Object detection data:

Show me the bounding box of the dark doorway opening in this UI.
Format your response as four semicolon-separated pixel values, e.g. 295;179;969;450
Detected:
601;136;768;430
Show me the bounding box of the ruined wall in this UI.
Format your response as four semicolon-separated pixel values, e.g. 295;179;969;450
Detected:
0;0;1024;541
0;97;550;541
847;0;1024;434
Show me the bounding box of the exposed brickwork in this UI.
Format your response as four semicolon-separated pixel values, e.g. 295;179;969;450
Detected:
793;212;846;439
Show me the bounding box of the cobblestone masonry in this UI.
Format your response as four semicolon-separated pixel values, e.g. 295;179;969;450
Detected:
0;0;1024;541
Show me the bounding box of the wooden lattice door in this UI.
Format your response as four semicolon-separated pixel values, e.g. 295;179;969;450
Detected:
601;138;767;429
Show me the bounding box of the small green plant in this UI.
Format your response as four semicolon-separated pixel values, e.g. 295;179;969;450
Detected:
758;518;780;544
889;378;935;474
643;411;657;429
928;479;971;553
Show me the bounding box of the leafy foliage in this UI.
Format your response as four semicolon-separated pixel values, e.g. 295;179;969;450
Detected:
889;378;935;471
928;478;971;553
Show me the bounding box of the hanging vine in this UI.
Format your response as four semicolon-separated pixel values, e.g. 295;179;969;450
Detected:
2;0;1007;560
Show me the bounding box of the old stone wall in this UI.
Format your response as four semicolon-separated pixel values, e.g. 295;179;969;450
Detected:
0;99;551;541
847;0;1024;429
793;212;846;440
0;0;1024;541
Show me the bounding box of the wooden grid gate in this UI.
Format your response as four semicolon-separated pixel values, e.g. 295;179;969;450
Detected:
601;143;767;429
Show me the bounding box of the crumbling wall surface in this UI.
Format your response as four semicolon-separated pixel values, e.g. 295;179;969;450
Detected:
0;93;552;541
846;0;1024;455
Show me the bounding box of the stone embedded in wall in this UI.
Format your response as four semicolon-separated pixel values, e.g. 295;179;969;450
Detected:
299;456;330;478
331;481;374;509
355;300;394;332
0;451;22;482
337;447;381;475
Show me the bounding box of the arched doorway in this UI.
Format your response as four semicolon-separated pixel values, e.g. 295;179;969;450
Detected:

The request: Identify every line in the items above that contains the word "wall", counting only matches with the same capitalization, and copy each of those lines.

Task response:
Show me the bounding box of the ruined wall in this UI.
Show me the bounding box of the old stone wall in this UI.
Show me the bounding box of the crumbling wall surface in this UI.
Show me the bounding box of the stone embedded in wall in this UI.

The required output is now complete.